Exercise passage Block Start
Temnos or Temnus (Τῆμνος; Τᾶμνος) was a small Greek polis (city-state) of ancient Aeolis, later incorporated in the Roman province of Asia, on the western coast of Anatolia. Its bishopric was a suffragan of Ephesus, the capital and metropolitan see of the province, and is included in the Catholic Church's list of titular sees.

== History ==
The little town was near the Hermus River, which is shown on its coins. Situated at elevation it commanded a view of the territories of Cyme, Phocaea, and Smyrna. Under Augustus it was already on the decline; under Tiberius it was destroyed by an earthquake; and in the time of Pliny it was no longer inhabited. It was, however, rebuilt later.

One of the city's more noteworthy figures was the rhetorician Hermagoras.

During the Byzantine period, most probably, it was renamed to Archangelus. In 1413 the Turks seized the fortress of Archangelus, which they called Kaiadjik, i.e., small rock; this fortress was situated on the plains of Maenomenus, now known as Menemen.

== Location ==
Its site is located near Görece, Asiatic Turkey.

==Bishops==
Le Quien mentions three bishops:

- Eustathius, who lived in 451;
- Theophilus, present at the Council of Nice (787);
- Ignatius, at Constantinople (869).

This see is not mentioned in the Notitiae Episcopatuum. Ramsay (Asia Minor, 108) thought the diocese of Temnus identical with that of Archangelus, which from the tenth to the thirteenth century the Notitiae Episcopatuum assigns to Smyrna.
Exercise passage Block End
Source material Block Start
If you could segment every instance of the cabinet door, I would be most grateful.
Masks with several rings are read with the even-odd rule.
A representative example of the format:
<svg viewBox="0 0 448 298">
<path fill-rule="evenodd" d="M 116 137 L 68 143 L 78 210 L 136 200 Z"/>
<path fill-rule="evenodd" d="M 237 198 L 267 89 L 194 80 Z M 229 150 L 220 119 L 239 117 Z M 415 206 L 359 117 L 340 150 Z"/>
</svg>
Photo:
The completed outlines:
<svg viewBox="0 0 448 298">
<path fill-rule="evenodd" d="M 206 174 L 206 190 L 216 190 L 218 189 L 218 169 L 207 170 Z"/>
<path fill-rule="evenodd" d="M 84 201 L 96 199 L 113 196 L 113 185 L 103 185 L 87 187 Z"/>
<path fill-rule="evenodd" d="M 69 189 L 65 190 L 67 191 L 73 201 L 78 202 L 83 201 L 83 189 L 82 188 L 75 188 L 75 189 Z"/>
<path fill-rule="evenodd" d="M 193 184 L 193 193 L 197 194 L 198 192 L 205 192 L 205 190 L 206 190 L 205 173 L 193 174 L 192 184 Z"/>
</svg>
Source material Block End
▶ [Things to do]:
A – Translate this sentence from the passage on Temnos into Spanish: "One of the city's more noteworthy figures was the rhetorician Hermagoras."
B – From the passage on Temnos, reproduce the wording from "During the Byzantine" up to and including "at Constantinople (869).".

▶ [Your responses]:
A – Una de las figuras más notables de la ciudad fue el retórico Hermágoras.

B –
During the Byzantine period, most probably, it was renamed to Archangelus. In 1413 the Turks seized the fortress of Archangelus, which they called Kaiadjik, i.e., small rock; this fortress was situated on the plains of Maenomenus, now known as Menemen.

== Location ==
Its site is located near Görece, Asiatic Turkey.

==Bishops==
Le Quien mentions three bishops:

- Eustathius, who lived in 451;
- Theophilus, present at the Council of Nice (787);
- Ignatius, at Constantinople (869).